SHORT PROBLEM A —
In the Santa Barbara travel account, what kind of honey did the writers buy at the farmer's market?
SHORT PROBLEM B —
Carry the Santa Barbara travel account forward from its final sentence, in the same voice.

QUOTED TEXT —
To us, Santa Barbara is always a treat. We have lots of fond memories (including a splendid little wedding and some heady college years) and we always come away as proud wannabes: one day, we say, we will be able to afford the overpriced real estate here, and the Californian Riviera will be our oyster. Until that day, we are happy to make the trek on a regular basis, and in the cheese year, we obviously had to visit C’est Cheese, the wonderful cheese store and café with an admittedly cheesy name (Eurosnob trivia: c’est, in French, is NOT pronounced ‘say’).

benedict c'est cheese
Breakfast at C’est Cheese

After a glorious breakfast, with great coffee, excellent breakfast potatoes, some of the best eggs Benedict I have ever enjoyed and friendly I-live-in-Santa-Barbara-so-I-really-have-no-reason-to-ever-be-crabby style service, a fine female cheese monger helped me pick not one, but two very nice, creamy cheeses, and we were off wandering the streets. It rained – not so strange in March – but that hardly mattered.

Carrots Santa Barabara Farmer's Market
At the Santa Barbara farmer’s market

We were reminded of the days before our wedding when rainshowers severely cut into the supply of fresh flowers at the farmer’s market. So in a way, through that memory, the rain drove us to the farmer’s market, where we procured an on-demand poem, written by a young woman with a typewriter who offered her services for a modest fee, and a jar of out-of-this-world raw avocado honey, too good to eat in any other way but by the spoonful. We also got some tangerines and then walked on. We stopped in at the Lost Horizon Bookstore, an excellent used bookstore that really requires a lot more time than we had, drove back to our hotel for a short while and went for another walk in the Douglas Family Preserve which affords views over the pacific and the Arroyo Burro Beach, with the restaurant that used to be the Brown Pelican.

STORED ROWS —
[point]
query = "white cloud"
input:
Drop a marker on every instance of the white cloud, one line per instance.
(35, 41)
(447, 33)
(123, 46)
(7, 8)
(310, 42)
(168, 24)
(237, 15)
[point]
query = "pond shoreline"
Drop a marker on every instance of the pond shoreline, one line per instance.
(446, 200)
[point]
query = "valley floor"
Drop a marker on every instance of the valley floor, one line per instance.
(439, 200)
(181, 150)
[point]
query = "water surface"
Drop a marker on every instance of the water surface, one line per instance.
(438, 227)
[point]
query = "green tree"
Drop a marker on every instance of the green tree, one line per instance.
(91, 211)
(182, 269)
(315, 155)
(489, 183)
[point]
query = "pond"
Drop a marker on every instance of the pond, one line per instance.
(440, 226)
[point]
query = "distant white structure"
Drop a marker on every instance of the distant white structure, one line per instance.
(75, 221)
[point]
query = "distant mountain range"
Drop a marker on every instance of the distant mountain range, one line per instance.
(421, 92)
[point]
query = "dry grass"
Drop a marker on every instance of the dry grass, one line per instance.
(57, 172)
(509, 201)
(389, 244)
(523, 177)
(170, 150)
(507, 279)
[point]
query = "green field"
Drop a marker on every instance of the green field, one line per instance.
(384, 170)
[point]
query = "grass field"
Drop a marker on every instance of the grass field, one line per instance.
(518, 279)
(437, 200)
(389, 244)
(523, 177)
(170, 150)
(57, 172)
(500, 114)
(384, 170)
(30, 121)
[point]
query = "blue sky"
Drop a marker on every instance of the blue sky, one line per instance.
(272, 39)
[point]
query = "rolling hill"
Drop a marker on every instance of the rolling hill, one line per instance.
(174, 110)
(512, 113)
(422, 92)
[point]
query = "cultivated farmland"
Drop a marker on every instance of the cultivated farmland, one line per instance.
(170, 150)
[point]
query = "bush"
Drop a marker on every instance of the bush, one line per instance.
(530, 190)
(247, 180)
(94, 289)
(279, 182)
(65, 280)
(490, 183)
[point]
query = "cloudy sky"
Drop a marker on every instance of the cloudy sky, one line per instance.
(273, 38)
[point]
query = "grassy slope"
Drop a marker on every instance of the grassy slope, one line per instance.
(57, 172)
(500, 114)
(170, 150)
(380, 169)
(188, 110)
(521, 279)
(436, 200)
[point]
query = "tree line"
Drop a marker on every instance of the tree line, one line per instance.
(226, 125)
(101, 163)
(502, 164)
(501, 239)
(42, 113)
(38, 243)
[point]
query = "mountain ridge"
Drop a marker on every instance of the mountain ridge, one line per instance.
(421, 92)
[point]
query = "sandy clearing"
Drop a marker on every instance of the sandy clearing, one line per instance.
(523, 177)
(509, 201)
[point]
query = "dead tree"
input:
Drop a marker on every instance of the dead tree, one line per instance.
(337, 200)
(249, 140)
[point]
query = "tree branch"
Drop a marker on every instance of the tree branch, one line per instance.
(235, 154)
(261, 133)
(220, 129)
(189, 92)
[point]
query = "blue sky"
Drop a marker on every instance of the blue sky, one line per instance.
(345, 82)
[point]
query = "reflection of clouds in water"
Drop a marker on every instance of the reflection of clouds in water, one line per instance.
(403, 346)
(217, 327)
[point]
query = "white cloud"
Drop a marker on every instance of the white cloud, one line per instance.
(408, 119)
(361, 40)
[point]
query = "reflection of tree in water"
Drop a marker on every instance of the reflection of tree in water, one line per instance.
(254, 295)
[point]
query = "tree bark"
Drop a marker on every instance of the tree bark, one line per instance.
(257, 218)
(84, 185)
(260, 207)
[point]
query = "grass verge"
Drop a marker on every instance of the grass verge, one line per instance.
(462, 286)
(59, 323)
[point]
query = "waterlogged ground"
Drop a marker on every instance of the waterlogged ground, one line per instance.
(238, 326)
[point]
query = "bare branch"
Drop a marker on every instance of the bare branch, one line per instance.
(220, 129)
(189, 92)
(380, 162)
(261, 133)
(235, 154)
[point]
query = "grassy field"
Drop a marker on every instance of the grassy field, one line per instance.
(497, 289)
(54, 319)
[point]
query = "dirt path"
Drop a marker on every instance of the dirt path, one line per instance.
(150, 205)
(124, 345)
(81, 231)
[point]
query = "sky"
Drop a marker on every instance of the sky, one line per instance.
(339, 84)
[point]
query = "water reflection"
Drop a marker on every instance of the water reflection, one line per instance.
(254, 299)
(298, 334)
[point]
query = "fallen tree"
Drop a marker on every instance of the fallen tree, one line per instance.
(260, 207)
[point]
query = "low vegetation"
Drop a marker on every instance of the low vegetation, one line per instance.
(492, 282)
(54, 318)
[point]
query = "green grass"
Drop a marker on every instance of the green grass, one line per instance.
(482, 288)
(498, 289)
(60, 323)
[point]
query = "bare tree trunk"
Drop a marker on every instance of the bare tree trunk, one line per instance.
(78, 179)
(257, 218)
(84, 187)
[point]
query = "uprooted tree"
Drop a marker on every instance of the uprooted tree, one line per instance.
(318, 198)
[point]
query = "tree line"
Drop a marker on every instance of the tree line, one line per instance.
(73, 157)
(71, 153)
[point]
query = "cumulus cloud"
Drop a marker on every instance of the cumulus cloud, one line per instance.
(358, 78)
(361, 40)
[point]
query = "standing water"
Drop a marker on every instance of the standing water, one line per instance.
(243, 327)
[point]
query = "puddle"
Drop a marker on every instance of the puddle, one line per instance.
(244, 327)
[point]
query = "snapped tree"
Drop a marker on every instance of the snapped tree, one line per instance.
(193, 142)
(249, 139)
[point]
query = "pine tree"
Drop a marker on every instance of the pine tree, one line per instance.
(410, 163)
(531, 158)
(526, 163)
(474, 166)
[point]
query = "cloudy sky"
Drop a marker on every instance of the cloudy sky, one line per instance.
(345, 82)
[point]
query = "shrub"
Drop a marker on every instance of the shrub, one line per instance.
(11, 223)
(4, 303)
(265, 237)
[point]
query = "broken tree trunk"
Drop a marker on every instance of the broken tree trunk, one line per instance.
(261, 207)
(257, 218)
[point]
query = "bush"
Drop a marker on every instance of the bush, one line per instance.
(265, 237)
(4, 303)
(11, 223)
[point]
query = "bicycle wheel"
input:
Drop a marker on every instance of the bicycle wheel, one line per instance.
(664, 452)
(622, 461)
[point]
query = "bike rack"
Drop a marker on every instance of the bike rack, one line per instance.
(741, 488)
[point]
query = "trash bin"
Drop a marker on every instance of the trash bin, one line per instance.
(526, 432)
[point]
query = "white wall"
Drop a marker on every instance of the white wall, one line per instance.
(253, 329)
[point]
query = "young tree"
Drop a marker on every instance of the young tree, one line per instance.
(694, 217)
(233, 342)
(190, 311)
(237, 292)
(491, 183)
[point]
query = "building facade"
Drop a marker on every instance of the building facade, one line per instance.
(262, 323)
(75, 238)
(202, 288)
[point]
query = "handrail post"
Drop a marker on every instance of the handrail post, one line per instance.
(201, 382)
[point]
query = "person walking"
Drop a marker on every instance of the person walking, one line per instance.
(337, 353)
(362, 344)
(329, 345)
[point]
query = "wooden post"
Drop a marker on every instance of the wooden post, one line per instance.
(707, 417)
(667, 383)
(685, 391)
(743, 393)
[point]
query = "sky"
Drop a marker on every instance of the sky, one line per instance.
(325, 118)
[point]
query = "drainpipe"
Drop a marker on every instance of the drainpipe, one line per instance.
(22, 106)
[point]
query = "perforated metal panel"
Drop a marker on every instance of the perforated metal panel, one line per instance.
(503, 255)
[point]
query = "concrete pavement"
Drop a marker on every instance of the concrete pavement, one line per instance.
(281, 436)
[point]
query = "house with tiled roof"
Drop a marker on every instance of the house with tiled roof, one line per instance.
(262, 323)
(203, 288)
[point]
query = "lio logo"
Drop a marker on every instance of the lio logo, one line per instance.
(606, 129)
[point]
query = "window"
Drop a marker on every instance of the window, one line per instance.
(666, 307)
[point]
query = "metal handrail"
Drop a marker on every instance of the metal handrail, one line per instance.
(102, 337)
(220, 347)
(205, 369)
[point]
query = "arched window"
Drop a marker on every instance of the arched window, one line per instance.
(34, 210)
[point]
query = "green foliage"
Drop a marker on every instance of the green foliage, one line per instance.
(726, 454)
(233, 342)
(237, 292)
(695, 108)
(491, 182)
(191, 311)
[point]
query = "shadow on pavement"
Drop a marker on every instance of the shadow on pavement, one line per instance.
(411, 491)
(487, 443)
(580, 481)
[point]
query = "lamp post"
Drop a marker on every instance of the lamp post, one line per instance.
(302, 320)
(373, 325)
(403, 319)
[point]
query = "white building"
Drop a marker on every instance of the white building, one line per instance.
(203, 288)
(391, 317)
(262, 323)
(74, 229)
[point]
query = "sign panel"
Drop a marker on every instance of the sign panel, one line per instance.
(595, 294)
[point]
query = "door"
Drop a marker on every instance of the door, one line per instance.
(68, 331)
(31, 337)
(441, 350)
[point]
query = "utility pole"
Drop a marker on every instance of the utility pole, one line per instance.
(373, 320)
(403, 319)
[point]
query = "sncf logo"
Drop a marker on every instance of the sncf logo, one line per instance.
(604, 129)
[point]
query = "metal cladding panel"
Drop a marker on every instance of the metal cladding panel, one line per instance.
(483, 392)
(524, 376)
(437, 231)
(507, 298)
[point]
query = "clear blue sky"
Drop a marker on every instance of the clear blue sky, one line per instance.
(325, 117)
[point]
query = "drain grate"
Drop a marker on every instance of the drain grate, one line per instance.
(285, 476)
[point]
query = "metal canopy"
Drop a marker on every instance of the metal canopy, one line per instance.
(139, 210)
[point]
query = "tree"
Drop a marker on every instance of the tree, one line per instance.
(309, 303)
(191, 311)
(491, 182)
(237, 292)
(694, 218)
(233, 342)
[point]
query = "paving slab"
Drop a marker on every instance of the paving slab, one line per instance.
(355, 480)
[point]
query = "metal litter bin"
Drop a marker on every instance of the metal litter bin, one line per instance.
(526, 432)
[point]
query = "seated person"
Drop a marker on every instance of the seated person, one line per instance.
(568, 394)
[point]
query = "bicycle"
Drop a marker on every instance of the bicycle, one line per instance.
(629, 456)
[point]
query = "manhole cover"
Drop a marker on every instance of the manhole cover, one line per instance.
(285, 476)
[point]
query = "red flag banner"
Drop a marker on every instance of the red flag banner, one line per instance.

ANSWER A —
A jar of raw avocado honey.

ANSWER B —
Seashore Santa Barbara
At the Douglas Family Preserve

For dinner, we enjoyed the seafood at the Hungry Cat twice in a row. Yes, sometimes it is as simple as that: when the food is that good, why bother going elsewhere? The first night, there was plenty on the menu to choose from and we decided on the encore before we had finished our meal. Of course we ventured out to the waterfront at the harbor and at Stearns Wharf also – it is part of the tradition in Santa Barbara. All in all, we didn’t do an awful lot, but drove home along the Pacific Coast Highway very content and refreshed: Santa Barbara is good for our souls, we find.